• _QUOTED PASSAGE_:
— Start —

# Interface engineering V2O5@PANI nanotube for high-performance aqueous zinc-ion batteries

**Authors:** Shen Wang, Xueying Sun, Hongbo Xu

PMC · DOI: 10.1016/j.isci.2025.114337 · iScience · 2025-12-04

## TL;DR

Researchers improved zinc-ion batteries by creating a stable nanotube structure that boosts energy storage and lasts longer.

## Contribution

A core-shell V2O5@PANI nanotube design is introduced to enhance Zn2+ diffusion and battery performance.

## Key findings

- The composite achieved 462.4 mAh g−1 capacity at 0.5 A g−1.
- 96.5% capacity retention was observed over 500 cycles.
- PANI coating improved conductivity and structural stability.

— End —

Portion of a data file:
— Start —

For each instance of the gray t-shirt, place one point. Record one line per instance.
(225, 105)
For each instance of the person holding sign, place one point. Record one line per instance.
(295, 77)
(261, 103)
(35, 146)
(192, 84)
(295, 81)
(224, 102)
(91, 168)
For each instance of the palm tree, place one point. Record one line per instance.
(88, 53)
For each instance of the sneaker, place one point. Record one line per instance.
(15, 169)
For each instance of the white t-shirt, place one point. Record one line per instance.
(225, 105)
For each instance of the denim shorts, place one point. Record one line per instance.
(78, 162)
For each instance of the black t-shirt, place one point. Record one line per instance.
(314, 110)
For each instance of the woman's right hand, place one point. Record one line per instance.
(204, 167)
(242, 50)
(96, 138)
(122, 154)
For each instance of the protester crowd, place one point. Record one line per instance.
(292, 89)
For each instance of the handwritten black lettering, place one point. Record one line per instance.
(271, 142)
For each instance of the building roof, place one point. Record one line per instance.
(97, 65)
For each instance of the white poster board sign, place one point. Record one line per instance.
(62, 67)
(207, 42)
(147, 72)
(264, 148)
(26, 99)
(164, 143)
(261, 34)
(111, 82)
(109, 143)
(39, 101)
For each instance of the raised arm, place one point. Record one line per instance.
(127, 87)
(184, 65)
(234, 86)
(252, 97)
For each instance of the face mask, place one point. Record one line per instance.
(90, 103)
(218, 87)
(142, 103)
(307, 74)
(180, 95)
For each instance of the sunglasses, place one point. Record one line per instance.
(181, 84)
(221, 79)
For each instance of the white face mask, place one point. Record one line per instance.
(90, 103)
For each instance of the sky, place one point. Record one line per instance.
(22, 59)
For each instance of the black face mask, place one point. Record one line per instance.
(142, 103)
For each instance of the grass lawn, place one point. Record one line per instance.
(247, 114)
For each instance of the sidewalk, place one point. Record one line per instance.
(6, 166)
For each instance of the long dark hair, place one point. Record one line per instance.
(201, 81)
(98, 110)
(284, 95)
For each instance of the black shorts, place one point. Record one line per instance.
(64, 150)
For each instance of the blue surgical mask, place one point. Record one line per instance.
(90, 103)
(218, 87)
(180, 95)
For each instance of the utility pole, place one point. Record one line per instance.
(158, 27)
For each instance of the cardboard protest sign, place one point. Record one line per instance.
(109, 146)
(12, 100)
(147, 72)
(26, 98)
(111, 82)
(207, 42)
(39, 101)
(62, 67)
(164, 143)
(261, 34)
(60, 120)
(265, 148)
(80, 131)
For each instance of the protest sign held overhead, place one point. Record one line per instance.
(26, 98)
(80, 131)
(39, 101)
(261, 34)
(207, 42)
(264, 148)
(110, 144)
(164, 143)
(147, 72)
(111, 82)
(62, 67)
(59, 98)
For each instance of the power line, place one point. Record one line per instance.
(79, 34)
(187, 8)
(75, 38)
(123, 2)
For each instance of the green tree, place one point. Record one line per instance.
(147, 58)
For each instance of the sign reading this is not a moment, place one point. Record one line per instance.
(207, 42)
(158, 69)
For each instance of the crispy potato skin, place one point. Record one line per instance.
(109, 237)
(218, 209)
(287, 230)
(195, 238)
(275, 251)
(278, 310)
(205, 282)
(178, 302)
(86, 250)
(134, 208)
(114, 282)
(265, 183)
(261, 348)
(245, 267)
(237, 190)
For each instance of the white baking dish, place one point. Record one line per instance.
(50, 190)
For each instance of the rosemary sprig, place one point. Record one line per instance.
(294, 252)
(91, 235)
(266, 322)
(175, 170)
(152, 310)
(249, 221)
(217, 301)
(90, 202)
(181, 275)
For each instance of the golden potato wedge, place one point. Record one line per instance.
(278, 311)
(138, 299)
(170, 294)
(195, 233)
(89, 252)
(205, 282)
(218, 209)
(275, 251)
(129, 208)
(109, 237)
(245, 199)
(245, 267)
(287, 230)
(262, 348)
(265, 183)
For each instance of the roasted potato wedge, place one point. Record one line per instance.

— End —

• _JOBS_:
(1) Please repeat word for word the part of the battery summary that begins with the words "Researchers improved zinc-ion" and ends with "at 0.5 A g−1.".
(2) Reproduce the part of the records that begins with the line containing "For each instance of the cardboard" and runs through the end of the records.

• _FINAL ANSWERS_:
(1)
Researchers improved zinc-ion batteries by creating a stable nanotube structure that boosts energy storage and lasts longer.

## Contribution

A core-shell V2O5@PANI nanotube design is introduced to enhance Zn2+ diffusion and battery performance.

## Key findings

- The composite achieved 462.4 mAh g−1 capacity at 0.5 A g−1.

(2)
For each instance of the cardboard protest sign, place one point. Record one line per instance.
(109, 146)
(12, 100)
(147, 72)
(26, 98)
(111, 82)
(207, 42)
(39, 101)
(62, 67)
(164, 143)
(261, 34)
(60, 120)
(265, 148)
(80, 131)
For each instance of the protest sign held overhead, place one point. Record one line per instance.
(26, 98)
(80, 131)
(39, 101)
(261, 34)
(207, 42)
(264, 148)
(110, 144)
(164, 143)
(147, 72)
(111, 82)
(62, 67)
(59, 98)
For each instance of the power line, place one point. Record one line per instance.
(79, 34)
(187, 8)
(75, 38)
(123, 2)
For each instance of the green tree, place one point. Record one line per instance.
(147, 58)
For each instance of the sign reading this is not a moment, place one point. Record one line per instance.
(207, 42)
(158, 69)
For each instance of the crispy potato skin, place one point. Record one line per instance.
(109, 237)
(218, 209)
(287, 230)
(195, 238)
(275, 251)
(278, 310)
(205, 282)
(178, 302)
(86, 250)
(134, 208)
(114, 282)
(265, 183)
(261, 348)
(245, 267)
(237, 190)
For each instance of the white baking dish, place one point. Record one line per instance.
(50, 190)
For each instance of the rosemary sprig, place one point. Record one line per instance.
(294, 252)
(91, 235)
(266, 322)
(175, 170)
(152, 310)
(249, 221)
(217, 301)
(90, 202)
(181, 275)
For each instance of the golden potato wedge, place one point. Record one line per instance.
(278, 311)
(138, 299)
(170, 294)
(195, 233)
(89, 252)
(205, 282)
(218, 209)
(275, 251)
(129, 208)
(109, 237)
(245, 199)
(245, 267)
(287, 230)
(262, 348)
(265, 183)
For each instance of the roasted potato wedge, place one point. Record one line per instance.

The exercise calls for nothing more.